EXERCISE AIM => Reproduce every line of the records from the one containing "detect the headlight" down through the one containing "410, 372, 441]]", offsetting each bounding-box coordinate in the answers by adding 24 and leaving everything else as it is.

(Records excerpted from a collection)
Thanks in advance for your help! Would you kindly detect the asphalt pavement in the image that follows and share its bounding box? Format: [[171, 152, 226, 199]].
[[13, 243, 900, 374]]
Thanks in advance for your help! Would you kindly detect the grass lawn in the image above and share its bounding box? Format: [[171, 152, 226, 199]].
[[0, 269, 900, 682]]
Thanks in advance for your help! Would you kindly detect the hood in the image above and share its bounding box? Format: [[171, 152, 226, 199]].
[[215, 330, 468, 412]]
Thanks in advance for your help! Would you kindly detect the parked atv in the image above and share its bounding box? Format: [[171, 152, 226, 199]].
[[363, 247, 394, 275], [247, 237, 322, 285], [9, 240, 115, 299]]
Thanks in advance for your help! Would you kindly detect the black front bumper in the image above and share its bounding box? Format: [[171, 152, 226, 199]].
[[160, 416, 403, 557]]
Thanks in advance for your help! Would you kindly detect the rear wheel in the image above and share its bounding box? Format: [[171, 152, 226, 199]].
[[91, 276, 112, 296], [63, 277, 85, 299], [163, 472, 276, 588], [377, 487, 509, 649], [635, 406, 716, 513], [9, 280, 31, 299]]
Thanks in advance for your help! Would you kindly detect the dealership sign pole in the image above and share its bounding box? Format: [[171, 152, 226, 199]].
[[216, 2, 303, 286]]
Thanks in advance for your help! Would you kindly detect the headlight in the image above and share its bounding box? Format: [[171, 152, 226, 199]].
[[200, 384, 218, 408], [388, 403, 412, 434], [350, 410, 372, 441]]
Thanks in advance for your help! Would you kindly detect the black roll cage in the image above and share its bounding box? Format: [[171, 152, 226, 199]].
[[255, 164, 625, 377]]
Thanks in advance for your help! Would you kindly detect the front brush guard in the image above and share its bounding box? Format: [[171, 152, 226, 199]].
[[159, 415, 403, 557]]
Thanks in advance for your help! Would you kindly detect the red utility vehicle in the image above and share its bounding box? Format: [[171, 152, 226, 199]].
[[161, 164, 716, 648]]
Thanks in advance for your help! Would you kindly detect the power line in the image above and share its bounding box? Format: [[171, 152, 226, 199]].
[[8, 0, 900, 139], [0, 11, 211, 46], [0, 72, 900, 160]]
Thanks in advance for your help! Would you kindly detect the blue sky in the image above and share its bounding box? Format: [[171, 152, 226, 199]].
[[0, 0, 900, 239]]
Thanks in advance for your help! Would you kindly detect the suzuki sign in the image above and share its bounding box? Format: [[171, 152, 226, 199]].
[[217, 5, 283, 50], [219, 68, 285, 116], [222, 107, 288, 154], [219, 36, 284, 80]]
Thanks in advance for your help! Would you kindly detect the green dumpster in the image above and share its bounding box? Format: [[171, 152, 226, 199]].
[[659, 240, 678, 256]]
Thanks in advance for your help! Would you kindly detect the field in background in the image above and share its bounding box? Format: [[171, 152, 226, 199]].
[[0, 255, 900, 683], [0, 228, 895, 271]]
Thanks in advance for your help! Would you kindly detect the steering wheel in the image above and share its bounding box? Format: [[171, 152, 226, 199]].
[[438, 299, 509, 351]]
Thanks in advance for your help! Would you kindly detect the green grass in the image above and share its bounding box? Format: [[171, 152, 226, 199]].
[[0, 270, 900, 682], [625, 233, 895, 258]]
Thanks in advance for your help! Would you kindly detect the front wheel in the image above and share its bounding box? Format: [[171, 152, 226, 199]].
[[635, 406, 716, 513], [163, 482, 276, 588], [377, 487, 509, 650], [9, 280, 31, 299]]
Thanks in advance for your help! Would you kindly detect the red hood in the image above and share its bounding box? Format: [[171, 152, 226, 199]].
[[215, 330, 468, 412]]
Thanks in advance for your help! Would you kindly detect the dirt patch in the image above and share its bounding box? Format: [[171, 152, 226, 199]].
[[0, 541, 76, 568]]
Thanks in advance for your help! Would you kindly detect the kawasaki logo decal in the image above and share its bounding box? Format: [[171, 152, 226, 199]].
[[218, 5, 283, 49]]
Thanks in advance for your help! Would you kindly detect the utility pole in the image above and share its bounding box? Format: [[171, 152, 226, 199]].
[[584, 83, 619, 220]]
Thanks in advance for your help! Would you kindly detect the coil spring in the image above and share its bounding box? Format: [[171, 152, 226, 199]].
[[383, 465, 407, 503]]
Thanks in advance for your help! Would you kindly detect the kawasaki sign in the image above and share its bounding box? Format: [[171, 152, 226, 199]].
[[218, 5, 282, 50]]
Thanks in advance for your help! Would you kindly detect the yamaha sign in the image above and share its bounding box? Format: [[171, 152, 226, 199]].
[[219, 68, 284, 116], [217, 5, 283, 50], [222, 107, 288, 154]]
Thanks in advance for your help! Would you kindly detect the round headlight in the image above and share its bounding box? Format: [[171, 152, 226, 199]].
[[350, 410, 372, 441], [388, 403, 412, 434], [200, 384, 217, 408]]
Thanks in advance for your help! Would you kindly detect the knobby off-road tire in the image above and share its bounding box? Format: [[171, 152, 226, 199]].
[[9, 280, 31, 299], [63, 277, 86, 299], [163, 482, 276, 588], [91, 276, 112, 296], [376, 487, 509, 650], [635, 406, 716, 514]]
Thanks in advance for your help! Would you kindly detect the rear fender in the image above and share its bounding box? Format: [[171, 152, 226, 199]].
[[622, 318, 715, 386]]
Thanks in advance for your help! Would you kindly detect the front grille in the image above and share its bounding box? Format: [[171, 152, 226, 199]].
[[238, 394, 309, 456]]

SOLUTION TO THE PROBLEM =>
Thanks in advance for your help! Would you kindly detect the headlight in the image above and share its bounding box? Format: [[171, 152, 226, 199]].
[[224, 408, 242, 432], [412, 427, 436, 458], [374, 434, 396, 465]]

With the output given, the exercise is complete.